* [Fragment dokumentu]

"Przekleństwo" kardiologów. Wykańcza serce i mózg Polaków
Lekarze alarmują, że zaburzenia rytmu serca to schorzenie podstępne, które coraz częściej dotyka Polaków. Początkowe objawy, których doświadczają chorzy, są mylące i zupełnie nie kojarzą się z sercem. Dolegliwości przypominają rozstrój żołądka, uczucie ściskania w gardle czy zawroty głowy. Nierozpoznane mogą doprowadzić nawet do śmierci. - Migotanie przedsionków to tzw. przekleństwo kardiologów. To przypadłość, która jest coraz bardziej powszechna w naszym społeczeństwie - ostrzega kardiolog.

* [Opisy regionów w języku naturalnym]
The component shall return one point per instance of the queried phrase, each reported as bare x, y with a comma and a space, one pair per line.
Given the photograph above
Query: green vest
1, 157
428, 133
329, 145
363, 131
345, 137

* [Treść zadania]
Sprawdź, czy poniższe stwierdzenia zgadzają się z tekstem o zaburzeniach rytmu serca, i przy każdym odpowiedz „tak” lub „nie”, przytaczając dosłownie rozstrzygające słowa tekstu. (a) Początkowe objawy choroby łatwo skojarzyć z sercem. (b) Wśród dolegliwości wymieniono zawroty głowy. (c) Kardiolog twierdzi, że migotanie przedsionków staje się coraz rzadsze.

* [Rozwiązanie zadania]
(a) Nie: „Początkowe objawy, których doświadczają chorzy, są mylące i zupełnie nie kojarzą się z sercem.”
(b) Tak: „Dolegliwości przypominają rozstrój żołądka, uczucie ściskania w gardle czy zawroty głowy.”
(c) Nie: „To przypadłość, która jest coraz bardziej powszechna w naszym społeczeństwie”.